### LAS TAREAS
A. ¿Qué ley repugna éticamente según el texto sobre la dignidad?
B. Copia del texto sobre la dignidad todo lo que va desde "Dignificación de lo humano que, igualmente, implica" hasta "hablaba más arriba.", sin cambiar nada.
───── DOCUMENTO
Dignificación de lo humano que, igualmente, implica la aceptación de que hay algo luminoso en nuestro interior, algo que no podemos apresar ni entender, algo que puede no ser divino pero que supera lo meramente humano, y en lo que reside esa particularidad radical de la persona. Algo que se puede llamar inteligencia, razón, espíritu, alma… pero que es, esencialmente, dignidad. Dignidad que no puede ser podada según el gusto del jardinero político de turno, porque trasciende el propio hecho de lo político y constituye ese espacio cerrado del que hablaba más arriba.
Y no es necesario creer en ningún dios ni ser seguidor de ninguna iglesia para defender que cada ser humano aloja en su interior esta almendra intocable de dignidad personal. Y se puede ser creyente y se pueden defender esos valores fundadores sin recurrir a un argumentario religioso, pues están a mano los argumentos “laicos” de los ilustrados que pensaban que la obligación del poder político es garantizar, precisamente, esos derechos, que son la vida, la libertad, la felicidad humanas… Esa, y no otra, fue la gran conquista de la revolución iniciada en el siglo XVIII.
Ahora el poder no sólo priva de su dignidad a la vida potencial alojada en el vientre de una mujer y la somete al arbitrio de su voluntad: además quiere hacernos pensar que eso, ese nuevo “derecho” –absoluto porque niega ningún tipo de conflicto y que, por tanto, no es sustentable por la historia ética de la democracia– es un paso revolucionario, amén de credo de obligado cumplimiento. Pero la Ley Aído repugna éticamente, pues por una falsa dignificación de la mujer se está degradado el concepto mismo de dignidad de la persona, conquista de los revolucionarios ilustrados y liberales que si no se acepta en su integridad no sirve para sostener con plena garantía la libertad de lo que somos. El argumento que se utiliza para sustentar “éticamente” la ley es en sí mismo profundamente reaccionario: hay vidas potenciales que no merecen la pena que se conviertan en reales –¿es ético traer al mundo un niño que no va a ser querido por sus padres, o que va a carecer de bienes básicos porque sus padres son “pobres”?, preguntan los que apoyan la ley– y que por lo tanto es mejor que sean suspendidas, desechadas, si así lo quiere la nueva portadora de un valor tan absoluto que se extiende, incluso, sobre un bien ético distinto de su propio cuerpo y que es la vida potencial que surge del hecho biológico de la concepción. En realidad –dicen– al abortar esa madre estaría haciendo un bien mayor por “su hijo” que si lo dejase nacer. ¿No es esto un retroceso sin parangón en el camino de dignificación de lo humano?
──────────
───── INFORMACIÓN PROPORCIONADA
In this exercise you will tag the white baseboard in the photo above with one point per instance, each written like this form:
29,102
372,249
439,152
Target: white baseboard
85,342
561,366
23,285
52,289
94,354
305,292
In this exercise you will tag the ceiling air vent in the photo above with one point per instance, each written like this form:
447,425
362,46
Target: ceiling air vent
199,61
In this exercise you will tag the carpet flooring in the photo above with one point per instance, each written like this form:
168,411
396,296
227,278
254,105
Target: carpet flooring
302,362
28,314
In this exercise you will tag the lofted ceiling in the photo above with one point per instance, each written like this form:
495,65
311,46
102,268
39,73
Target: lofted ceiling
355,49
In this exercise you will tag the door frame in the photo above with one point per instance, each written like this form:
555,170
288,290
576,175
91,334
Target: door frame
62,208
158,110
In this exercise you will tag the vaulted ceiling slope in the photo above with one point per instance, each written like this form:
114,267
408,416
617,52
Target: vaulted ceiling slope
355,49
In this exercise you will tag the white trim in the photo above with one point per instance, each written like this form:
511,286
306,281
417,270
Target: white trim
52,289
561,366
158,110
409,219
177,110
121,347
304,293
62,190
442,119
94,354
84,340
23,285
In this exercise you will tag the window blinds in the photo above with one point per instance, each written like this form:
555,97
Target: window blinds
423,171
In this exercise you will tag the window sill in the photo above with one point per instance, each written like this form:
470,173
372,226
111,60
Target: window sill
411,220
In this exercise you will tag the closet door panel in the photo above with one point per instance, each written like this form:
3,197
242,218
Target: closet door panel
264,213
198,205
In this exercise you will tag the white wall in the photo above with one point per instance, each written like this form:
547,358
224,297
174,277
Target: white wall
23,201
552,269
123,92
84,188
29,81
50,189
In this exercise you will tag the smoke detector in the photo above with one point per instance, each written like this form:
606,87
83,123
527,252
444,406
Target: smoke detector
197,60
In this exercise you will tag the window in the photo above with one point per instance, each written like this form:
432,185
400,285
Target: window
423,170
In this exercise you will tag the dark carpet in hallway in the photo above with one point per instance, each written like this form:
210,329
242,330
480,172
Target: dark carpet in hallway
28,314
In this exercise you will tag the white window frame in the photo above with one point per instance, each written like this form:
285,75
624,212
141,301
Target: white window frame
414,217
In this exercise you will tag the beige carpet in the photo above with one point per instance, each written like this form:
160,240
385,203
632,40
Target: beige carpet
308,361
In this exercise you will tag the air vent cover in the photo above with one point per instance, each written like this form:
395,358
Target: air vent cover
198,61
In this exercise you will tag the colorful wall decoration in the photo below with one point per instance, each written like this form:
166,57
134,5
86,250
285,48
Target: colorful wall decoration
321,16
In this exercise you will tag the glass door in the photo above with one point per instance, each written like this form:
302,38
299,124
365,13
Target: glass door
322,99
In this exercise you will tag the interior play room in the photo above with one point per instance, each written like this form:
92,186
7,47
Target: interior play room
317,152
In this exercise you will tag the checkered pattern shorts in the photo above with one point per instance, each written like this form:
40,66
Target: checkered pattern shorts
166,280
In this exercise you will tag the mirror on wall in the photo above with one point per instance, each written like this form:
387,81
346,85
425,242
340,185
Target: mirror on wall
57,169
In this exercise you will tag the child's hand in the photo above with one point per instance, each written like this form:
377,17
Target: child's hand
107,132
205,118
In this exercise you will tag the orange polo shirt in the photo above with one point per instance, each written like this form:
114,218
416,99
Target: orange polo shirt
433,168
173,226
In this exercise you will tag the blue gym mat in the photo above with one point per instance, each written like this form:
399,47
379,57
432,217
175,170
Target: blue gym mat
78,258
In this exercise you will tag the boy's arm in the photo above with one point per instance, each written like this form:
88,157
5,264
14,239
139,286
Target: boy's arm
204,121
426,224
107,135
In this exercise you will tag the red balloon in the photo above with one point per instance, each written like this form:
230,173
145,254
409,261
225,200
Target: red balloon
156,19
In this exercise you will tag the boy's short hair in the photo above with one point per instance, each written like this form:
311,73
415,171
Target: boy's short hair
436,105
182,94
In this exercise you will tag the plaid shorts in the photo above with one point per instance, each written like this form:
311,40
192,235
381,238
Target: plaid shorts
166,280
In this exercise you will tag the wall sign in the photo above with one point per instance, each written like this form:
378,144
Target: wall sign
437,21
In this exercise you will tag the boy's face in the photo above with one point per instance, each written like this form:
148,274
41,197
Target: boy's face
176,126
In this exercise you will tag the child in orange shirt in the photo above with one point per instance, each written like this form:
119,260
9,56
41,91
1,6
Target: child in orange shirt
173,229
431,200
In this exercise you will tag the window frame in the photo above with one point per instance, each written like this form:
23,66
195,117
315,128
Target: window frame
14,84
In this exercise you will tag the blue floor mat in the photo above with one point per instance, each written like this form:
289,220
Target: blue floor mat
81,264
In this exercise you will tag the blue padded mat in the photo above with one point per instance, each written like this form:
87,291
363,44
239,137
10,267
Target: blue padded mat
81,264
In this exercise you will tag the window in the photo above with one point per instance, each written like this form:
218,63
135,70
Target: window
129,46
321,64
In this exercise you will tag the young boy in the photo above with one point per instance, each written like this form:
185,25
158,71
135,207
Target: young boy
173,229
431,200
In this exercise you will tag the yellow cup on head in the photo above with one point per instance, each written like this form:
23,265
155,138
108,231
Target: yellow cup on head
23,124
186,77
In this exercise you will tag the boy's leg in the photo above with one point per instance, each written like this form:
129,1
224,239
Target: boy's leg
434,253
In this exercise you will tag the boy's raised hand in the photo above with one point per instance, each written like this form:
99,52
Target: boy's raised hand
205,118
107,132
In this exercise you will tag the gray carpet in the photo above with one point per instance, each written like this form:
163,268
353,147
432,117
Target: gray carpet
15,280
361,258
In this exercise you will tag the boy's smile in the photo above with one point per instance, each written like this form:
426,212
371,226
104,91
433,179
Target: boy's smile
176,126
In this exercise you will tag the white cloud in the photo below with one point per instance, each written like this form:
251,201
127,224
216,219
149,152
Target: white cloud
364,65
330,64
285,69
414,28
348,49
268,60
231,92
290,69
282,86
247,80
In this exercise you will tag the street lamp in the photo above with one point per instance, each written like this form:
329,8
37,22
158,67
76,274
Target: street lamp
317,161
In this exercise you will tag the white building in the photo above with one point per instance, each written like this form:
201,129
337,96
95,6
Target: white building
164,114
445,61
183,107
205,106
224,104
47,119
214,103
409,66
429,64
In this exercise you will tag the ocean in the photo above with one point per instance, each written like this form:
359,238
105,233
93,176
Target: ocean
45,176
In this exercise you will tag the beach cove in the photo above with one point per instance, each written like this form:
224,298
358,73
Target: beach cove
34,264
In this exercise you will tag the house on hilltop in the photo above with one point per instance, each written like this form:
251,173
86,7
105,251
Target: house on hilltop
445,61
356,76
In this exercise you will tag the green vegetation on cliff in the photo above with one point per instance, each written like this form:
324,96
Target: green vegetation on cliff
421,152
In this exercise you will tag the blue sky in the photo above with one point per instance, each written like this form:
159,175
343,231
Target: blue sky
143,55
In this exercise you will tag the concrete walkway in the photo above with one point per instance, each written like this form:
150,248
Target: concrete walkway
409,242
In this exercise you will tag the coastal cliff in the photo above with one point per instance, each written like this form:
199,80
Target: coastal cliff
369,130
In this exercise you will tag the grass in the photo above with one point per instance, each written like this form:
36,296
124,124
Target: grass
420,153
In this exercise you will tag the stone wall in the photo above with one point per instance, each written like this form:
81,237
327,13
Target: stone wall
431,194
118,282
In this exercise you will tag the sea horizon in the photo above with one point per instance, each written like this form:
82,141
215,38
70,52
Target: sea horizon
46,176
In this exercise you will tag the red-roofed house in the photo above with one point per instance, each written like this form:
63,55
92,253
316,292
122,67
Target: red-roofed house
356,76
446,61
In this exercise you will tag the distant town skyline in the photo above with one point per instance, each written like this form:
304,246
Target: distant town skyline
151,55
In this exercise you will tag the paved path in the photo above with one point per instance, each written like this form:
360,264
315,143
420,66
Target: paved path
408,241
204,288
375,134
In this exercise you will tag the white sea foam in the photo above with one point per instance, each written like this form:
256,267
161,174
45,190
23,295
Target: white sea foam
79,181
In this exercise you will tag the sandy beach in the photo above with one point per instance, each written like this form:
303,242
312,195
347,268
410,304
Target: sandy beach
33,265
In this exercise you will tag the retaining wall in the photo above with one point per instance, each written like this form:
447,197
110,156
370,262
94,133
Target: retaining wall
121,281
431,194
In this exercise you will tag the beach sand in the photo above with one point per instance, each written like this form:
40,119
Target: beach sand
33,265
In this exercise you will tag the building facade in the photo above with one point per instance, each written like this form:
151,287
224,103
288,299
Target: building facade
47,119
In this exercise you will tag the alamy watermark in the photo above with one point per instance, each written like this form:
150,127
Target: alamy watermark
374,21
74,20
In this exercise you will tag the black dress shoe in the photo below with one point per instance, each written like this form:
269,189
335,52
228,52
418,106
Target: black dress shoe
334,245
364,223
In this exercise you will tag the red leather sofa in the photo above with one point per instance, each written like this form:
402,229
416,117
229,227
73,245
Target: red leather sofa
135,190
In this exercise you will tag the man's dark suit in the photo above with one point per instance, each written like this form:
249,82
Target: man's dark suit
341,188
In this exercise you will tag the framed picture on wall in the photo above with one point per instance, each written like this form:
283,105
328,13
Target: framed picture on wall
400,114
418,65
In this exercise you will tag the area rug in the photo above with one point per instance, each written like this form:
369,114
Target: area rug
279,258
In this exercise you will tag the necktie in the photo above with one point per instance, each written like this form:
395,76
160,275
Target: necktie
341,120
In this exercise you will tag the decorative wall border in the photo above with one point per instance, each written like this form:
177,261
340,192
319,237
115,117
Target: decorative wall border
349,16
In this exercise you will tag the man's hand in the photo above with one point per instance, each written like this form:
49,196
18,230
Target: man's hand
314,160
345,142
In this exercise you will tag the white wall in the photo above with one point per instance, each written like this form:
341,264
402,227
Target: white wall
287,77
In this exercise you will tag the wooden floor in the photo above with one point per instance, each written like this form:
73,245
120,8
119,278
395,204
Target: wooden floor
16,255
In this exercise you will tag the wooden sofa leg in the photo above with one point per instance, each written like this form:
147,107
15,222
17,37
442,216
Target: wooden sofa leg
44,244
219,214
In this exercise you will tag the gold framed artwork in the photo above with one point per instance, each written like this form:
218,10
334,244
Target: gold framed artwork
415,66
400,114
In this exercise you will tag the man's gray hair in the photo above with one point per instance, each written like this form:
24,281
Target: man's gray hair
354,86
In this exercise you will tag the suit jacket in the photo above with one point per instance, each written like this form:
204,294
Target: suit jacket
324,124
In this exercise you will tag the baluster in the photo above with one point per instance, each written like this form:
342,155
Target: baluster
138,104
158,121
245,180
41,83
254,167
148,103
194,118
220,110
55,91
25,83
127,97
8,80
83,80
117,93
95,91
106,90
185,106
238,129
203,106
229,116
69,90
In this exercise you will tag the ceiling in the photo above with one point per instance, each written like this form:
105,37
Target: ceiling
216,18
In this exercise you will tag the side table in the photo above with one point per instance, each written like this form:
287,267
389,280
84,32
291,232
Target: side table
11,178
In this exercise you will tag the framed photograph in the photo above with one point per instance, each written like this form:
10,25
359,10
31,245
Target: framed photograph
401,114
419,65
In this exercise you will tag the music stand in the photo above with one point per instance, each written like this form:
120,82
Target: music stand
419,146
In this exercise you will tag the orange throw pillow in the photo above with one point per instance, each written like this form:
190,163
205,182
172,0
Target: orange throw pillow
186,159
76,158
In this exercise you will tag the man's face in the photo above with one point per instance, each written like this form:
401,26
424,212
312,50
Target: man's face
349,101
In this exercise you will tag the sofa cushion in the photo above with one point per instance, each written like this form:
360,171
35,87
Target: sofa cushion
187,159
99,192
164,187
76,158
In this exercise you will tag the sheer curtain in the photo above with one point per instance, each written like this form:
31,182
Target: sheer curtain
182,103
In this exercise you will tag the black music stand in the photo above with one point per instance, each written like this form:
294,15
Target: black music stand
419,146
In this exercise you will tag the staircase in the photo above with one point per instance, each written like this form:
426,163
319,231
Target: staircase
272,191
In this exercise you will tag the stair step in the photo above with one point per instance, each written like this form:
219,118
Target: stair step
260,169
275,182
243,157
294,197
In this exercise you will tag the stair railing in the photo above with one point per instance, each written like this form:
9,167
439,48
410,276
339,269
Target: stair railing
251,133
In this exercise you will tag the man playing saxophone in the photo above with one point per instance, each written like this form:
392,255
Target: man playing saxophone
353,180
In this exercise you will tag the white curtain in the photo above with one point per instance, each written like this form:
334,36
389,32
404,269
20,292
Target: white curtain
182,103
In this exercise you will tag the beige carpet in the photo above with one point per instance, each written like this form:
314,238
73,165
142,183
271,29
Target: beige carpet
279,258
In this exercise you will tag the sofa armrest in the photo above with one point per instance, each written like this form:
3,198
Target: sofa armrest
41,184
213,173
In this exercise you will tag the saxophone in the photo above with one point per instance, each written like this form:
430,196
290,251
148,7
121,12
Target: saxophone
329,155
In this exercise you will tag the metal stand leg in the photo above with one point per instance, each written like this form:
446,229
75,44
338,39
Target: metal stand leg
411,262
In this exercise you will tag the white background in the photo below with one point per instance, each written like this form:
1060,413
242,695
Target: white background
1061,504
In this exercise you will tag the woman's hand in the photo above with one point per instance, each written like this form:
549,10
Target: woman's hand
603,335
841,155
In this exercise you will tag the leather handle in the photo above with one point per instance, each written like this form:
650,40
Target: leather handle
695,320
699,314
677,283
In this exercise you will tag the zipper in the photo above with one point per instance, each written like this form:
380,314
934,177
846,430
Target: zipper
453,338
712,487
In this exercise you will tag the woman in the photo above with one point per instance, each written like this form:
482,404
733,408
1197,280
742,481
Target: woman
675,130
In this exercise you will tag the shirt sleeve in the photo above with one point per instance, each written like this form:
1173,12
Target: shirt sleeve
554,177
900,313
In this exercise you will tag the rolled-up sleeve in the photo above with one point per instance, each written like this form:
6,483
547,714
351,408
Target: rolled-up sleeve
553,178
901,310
──────────
### SOLUCIONES
A. La Ley Aído.

B.
Dignificación de lo humano que, igualmente, implica la aceptación de que hay algo luminoso en nuestro interior, algo que no podemos apresar ni entender, algo que puede no ser divino pero que supera lo meramente humano, y en lo que reside esa particularidad radical de la persona. Algo que se puede llamar inteligencia, razón, espíritu, alma… pero que es, esencialmente, dignidad. Dignidad que no puede ser podada según el gusto del jardinero político de turno, porque trasciende el propio hecho de lo político y constituye ese espacio cerrado del que hablaba más arriba.